Retype the records in full, keeping each character as it is.
* * * * * * *
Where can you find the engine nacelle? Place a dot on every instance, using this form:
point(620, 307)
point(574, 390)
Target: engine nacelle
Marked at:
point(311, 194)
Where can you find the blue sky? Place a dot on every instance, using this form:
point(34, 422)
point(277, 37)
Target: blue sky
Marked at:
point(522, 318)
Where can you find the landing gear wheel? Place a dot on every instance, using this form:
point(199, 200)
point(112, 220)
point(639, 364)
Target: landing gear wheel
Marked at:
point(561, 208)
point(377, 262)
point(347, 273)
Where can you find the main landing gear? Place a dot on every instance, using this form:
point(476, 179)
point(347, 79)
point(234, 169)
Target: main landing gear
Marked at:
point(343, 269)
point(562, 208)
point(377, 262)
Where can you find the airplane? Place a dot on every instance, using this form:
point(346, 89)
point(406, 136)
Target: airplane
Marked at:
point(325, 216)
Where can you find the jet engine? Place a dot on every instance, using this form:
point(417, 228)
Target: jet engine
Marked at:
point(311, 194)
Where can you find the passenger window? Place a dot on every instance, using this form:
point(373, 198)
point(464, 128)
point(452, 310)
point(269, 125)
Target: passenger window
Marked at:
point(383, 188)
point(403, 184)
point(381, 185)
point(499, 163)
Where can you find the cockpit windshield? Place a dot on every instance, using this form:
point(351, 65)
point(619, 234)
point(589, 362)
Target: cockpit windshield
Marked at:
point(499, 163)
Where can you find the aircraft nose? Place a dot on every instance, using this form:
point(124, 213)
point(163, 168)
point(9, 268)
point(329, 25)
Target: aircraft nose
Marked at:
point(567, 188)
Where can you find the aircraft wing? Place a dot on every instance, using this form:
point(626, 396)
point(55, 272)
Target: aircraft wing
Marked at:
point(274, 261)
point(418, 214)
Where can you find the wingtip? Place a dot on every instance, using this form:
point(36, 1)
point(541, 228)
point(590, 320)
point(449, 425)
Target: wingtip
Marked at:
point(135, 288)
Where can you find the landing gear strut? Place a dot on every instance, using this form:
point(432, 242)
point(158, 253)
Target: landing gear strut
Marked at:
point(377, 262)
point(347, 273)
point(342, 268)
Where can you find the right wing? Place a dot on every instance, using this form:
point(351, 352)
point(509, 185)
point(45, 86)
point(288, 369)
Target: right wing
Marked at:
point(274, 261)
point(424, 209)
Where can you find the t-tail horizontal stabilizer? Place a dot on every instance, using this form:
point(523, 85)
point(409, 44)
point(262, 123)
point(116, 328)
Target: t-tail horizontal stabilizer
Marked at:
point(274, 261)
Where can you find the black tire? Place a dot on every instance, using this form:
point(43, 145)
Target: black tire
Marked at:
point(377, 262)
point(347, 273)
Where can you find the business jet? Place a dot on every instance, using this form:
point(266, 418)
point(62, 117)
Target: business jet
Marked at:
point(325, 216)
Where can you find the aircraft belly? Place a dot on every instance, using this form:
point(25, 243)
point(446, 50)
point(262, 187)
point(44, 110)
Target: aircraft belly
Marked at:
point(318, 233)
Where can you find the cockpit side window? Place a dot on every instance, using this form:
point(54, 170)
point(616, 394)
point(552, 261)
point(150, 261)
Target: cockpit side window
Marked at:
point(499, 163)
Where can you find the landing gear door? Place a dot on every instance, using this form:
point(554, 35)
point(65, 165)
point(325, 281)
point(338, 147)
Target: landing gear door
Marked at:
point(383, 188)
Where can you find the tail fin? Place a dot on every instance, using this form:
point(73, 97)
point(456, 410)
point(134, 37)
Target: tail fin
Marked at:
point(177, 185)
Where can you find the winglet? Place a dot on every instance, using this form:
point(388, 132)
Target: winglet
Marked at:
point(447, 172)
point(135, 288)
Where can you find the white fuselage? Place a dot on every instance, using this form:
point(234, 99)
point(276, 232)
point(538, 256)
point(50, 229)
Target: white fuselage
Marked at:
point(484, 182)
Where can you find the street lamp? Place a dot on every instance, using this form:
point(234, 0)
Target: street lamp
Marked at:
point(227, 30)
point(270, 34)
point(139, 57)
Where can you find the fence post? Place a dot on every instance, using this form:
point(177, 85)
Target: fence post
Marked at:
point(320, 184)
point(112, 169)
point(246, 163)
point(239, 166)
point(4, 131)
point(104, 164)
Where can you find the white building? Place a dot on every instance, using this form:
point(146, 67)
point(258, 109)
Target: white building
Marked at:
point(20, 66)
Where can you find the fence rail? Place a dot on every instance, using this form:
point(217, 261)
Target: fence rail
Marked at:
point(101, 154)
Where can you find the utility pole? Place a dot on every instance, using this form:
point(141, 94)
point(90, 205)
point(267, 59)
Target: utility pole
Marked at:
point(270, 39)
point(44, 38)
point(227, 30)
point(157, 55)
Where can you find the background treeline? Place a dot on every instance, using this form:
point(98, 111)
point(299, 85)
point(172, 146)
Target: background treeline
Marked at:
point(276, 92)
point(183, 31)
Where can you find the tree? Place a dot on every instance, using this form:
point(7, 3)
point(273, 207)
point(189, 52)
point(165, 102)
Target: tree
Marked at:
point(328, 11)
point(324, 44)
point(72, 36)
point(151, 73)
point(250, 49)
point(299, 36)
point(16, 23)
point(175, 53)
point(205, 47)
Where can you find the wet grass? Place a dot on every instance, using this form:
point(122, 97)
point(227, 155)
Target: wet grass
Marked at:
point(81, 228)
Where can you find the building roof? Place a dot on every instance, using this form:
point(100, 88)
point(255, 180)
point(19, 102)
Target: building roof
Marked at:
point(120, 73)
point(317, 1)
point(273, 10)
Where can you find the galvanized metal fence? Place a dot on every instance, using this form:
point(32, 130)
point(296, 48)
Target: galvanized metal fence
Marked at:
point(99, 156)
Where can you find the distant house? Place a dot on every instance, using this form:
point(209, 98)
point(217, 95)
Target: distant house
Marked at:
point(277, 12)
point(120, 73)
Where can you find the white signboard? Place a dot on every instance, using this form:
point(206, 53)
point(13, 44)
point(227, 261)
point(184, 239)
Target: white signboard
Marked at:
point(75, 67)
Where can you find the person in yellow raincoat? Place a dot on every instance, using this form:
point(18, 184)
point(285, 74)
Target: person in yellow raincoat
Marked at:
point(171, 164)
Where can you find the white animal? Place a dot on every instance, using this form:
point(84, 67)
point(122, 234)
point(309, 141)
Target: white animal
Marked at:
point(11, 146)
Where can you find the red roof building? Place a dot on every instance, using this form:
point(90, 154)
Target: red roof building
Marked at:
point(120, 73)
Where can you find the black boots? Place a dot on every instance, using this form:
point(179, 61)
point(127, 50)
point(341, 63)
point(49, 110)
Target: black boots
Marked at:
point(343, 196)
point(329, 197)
* * * * * * *
_Completed task_
Where can you find the engine nacelle? Place a dot on every instance, using this form:
point(620, 307)
point(574, 390)
Target: engine nacelle
Marked at:
point(311, 194)
Where can you find the blue sky? Place a dot on every instance, using this form:
point(34, 422)
point(277, 37)
Target: blue sky
Marked at:
point(522, 318)
Where can you find the landing gear wheel? Place a dot on every instance, using this form:
point(199, 200)
point(112, 220)
point(639, 364)
Target: landing gear wheel
Marked at:
point(561, 208)
point(377, 262)
point(347, 273)
Where can you find the main landing gear? Place a dot on every instance, using this form:
point(476, 179)
point(347, 79)
point(234, 169)
Target: main landing gear
Marked at:
point(343, 269)
point(562, 208)
point(377, 262)
Where can you find the airplane? Place a dot on every instance, using this form:
point(346, 89)
point(406, 136)
Target: airplane
Marked at:
point(325, 216)
Where can you find the jet engine? Place a dot on every instance, using this form:
point(417, 228)
Target: jet engine
Marked at:
point(311, 194)
Where can you find the passenger window? Place a dot on every instance, using this form:
point(373, 198)
point(464, 128)
point(452, 310)
point(269, 125)
Target: passenger window
Marked at:
point(383, 188)
point(403, 184)
point(381, 185)
point(499, 163)
Where can you find the cockpit windshield? Place a dot on every instance, using this form:
point(351, 65)
point(619, 234)
point(589, 362)
Target: cockpit windshield
Marked at:
point(499, 163)
Where can you find the aircraft nose? Place a dot on every instance, using this form:
point(124, 213)
point(163, 168)
point(9, 268)
point(329, 25)
Target: aircraft nose
Marked at:
point(567, 188)
Where can you find the aircraft wing? Place a dot on every instance, using this form:
point(626, 396)
point(55, 272)
Target: aircraft wing
Marked at:
point(274, 261)
point(418, 214)
Where can you find the wingtip? Place a dot on every instance, using this form:
point(36, 1)
point(541, 228)
point(590, 320)
point(449, 425)
Target: wingtip
Marked at:
point(135, 288)
Where can you find the landing gear strut? Place a dot on every instance, using this form:
point(432, 242)
point(158, 253)
Target: landing gear strut
Marked at:
point(377, 262)
point(347, 273)
point(342, 268)
Where can you find the right wing? Place a dot on every instance, using this form:
point(351, 352)
point(509, 185)
point(45, 86)
point(288, 369)
Target: right wing
Marked at:
point(274, 261)
point(424, 209)
Where can you find the t-tail horizontal stabilizer? Place a dot on every instance, using this form:
point(523, 85)
point(409, 44)
point(262, 123)
point(116, 328)
Target: t-tail horizontal stabilizer
Marked at:
point(274, 261)
Where can you find the black tire? Place a dot on every instance, using this form:
point(43, 145)
Target: black tire
Marked at:
point(377, 262)
point(347, 273)
Where can you find the business jet? Place a dot on every instance, using this form:
point(266, 418)
point(62, 117)
Target: business jet
Marked at:
point(325, 216)
Where can you find the aircraft belly? Place a dot on every instance, using this form:
point(25, 243)
point(446, 50)
point(262, 187)
point(44, 110)
Target: aircraft belly
Marked at:
point(318, 233)
Where can you find the cockpit side window? Place a dot on every instance, using this form:
point(54, 170)
point(616, 394)
point(552, 261)
point(150, 261)
Target: cockpit side window
Marked at:
point(499, 163)
Where can you find the landing gear door? Place a dot on every instance, using this form:
point(554, 35)
point(65, 165)
point(325, 281)
point(338, 147)
Target: landing gear door
Marked at:
point(383, 188)
Where can you find the tail fin? Place a dot on every instance, using this form:
point(73, 97)
point(456, 410)
point(134, 37)
Target: tail fin
Marked at:
point(177, 185)
Where can you find the winglet? Place a dot on every instance, using this form:
point(388, 132)
Target: winglet
Marked at:
point(447, 172)
point(135, 288)
Where can you find the white fuselage? Place a dot on every instance, using this form:
point(234, 99)
point(276, 232)
point(538, 256)
point(50, 229)
Target: white fuselage
Marked at:
point(484, 182)
Where can you find the street lamp? Place a dot on every instance, using this form:
point(234, 0)
Target: street lamp
Marked at:
point(227, 30)
point(270, 34)
point(139, 57)
Where can you find the fence post? Place a dot on every instance, using this form:
point(177, 85)
Target: fence post
Marked at:
point(320, 184)
point(112, 169)
point(246, 163)
point(239, 166)
point(4, 131)
point(104, 164)
Where can you find the white building? Place a dot on every instance, using this form:
point(146, 67)
point(258, 109)
Target: white building
Marked at:
point(20, 66)
Where can you find the fence rail? Place a dot on every instance, using this form:
point(217, 261)
Target: fence rail
Marked at:
point(101, 154)
Where can you find the utility pole? Place a dot on every instance, using this form:
point(141, 94)
point(90, 205)
point(267, 59)
Target: utility pole
Marked at:
point(270, 39)
point(44, 38)
point(227, 30)
point(157, 55)
Where can you find the background treeline? Place a dot on every instance, using this form:
point(98, 111)
point(299, 85)
point(172, 146)
Target: background treeline
Marked at:
point(276, 92)
point(183, 31)
Where can you find the tree? Place a dot on every instance, using this form:
point(7, 3)
point(273, 207)
point(189, 52)
point(165, 102)
Target: tree
Marked at:
point(328, 11)
point(324, 44)
point(72, 36)
point(151, 73)
point(250, 49)
point(299, 36)
point(16, 23)
point(175, 53)
point(205, 47)
Where can you find the wet grass? Place a dot on every instance, using this form:
point(122, 97)
point(227, 155)
Target: wet grass
Marked at:
point(81, 228)
Where can you find the building roof? Place a dot on every instance, using this form:
point(100, 88)
point(255, 180)
point(19, 102)
Target: building roof
Marked at:
point(120, 73)
point(317, 1)
point(273, 10)
Where can you find the galvanized metal fence? Place a dot on every instance, using this form:
point(32, 130)
point(296, 48)
Target: galvanized metal fence
Marked at:
point(99, 156)
Where can you find the distant house? Place a dot on every instance, using this form:
point(209, 98)
point(217, 95)
Target: distant house
Marked at:
point(277, 12)
point(120, 73)
Where can you find the white signboard? Place a dot on every instance, using this form:
point(206, 53)
point(13, 44)
point(227, 261)
point(184, 239)
Target: white signboard
Marked at:
point(75, 67)
Where can you find the person in yellow raincoat? Place a dot on every instance, using this form:
point(18, 184)
point(285, 74)
Target: person in yellow raincoat
Marked at:
point(171, 164)
Where can you find the white animal? Place a dot on every instance, using this form:
point(84, 67)
point(122, 234)
point(309, 141)
Target: white animal
Marked at:
point(11, 146)
Where can you find the red roof building? Place a dot on every instance, using this form:
point(90, 154)
Target: red roof building
Marked at:
point(120, 73)
Where can you find the black boots? Place a dot on every instance, using this form:
point(179, 61)
point(127, 50)
point(341, 63)
point(49, 110)
Target: black boots
Marked at:
point(343, 196)
point(329, 197)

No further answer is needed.